Records from a collection »
*****

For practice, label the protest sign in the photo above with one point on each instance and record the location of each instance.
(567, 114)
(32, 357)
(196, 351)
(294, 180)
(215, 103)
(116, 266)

*****

WHAT THE TASK REQUIRES » Copy every line above without altering a word.

SOLUTION BELOW »
For practice, label the protest sign in the photo above with one point on each instance and record the location of each instance.
(567, 114)
(32, 357)
(196, 351)
(294, 180)
(215, 103)
(116, 266)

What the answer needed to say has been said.